- TASK BRIEF:
All material below is to be reproduced exactly.

** start of SUPPLIED RECORDS **

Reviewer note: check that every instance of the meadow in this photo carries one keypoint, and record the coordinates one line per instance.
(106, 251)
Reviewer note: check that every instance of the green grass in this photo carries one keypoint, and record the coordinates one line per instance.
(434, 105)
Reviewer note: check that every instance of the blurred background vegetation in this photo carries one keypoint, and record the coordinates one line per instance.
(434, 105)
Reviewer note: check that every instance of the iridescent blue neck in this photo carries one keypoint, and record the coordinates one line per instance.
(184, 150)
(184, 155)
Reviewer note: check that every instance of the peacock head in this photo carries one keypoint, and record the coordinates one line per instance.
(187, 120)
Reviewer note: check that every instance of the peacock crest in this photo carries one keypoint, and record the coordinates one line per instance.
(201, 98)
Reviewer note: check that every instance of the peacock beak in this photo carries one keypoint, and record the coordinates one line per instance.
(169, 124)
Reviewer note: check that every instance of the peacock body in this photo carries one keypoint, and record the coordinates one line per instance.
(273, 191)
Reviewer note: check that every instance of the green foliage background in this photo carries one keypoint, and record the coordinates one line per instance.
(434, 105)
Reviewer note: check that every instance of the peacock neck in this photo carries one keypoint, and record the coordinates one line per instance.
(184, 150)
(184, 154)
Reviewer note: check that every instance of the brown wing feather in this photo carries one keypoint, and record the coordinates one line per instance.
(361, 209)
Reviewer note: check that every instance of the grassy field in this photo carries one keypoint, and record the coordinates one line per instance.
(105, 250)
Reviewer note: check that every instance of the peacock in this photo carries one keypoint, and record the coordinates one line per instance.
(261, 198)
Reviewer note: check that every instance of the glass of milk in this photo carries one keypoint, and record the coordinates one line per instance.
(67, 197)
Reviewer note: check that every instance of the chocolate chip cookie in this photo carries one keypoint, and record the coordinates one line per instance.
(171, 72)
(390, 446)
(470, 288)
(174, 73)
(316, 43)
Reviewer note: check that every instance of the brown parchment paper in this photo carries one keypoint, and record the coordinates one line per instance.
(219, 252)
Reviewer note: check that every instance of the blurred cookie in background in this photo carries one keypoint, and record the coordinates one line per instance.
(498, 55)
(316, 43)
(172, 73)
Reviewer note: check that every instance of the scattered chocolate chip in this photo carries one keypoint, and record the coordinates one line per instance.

** end of SUPPLIED RECORDS **

- FULL SOLUTION:
Reviewer note: check that every instance of the meadow in this photo carries one keypoint, and record the coordinates one line per instance.
(106, 251)
Reviewer note: check that every instance of the green grass in this photo carries one keypoint, and record the coordinates one line per instance.
(434, 105)
Reviewer note: check that every instance of the blurred background vegetation in this photo carries one keypoint, and record the coordinates one line per instance.
(434, 105)
Reviewer note: check that every instance of the iridescent blue neck in this photo carries one keypoint, and record the coordinates one line per instance.
(184, 150)
(184, 155)
Reviewer note: check that every instance of the peacock head in this photo carries one keypoint, and record the coordinates one line per instance.
(187, 120)
Reviewer note: check that every instance of the peacock crest in this photo carries one keypoint, and record the coordinates one line per instance.
(201, 98)
Reviewer note: check that every instance of the peacock beak in this photo carries one keypoint, and record the coordinates one line per instance.
(169, 124)
Reviewer note: check that every instance of the peacock body in this photo carries one keypoint, and record the coordinates one line per instance.
(273, 191)
Reviewer note: check that every instance of the green foliage background in this photo carries one keypoint, and record the coordinates one line per instance.
(434, 105)
Reviewer note: check that every instance of the peacock neck in this photo carries one keypoint, and record the coordinates one line per instance.
(184, 150)
(184, 154)
Reviewer note: check that every instance of the brown wing feather in this photo carries one keypoint, and record the coordinates one line per instance.
(361, 209)
Reviewer note: check that every instance of the grassy field in this photo carries one keypoint, and record the coordinates one line per instance.
(105, 250)
Reviewer note: check that every instance of the peacock in this photo carries one keypoint, and record the coordinates one line per instance.
(261, 198)
Reviewer note: check that every instance of the glass of milk in this photo carries one keypoint, and record the coordinates one line per instance.
(67, 197)
Reviewer note: check that every instance of the chocolate chip cookie in this photo carries one keypoint, and record the coordinates one line per instance.
(171, 72)
(390, 446)
(470, 288)
(174, 73)
(316, 43)
Reviewer note: check that every instance of the brown parchment paper in this photo carries one keypoint, and record the coordinates one line per instance.
(219, 252)
Reviewer note: check that every instance of the blurred cookie in background in this photo carries one keypoint, and record the coordinates one line per instance.
(498, 55)
(316, 43)
(172, 73)
Reviewer note: check that every instance of the scattered chocolate chip in this photo carries one keypoint, and record the coordinates one line per instance.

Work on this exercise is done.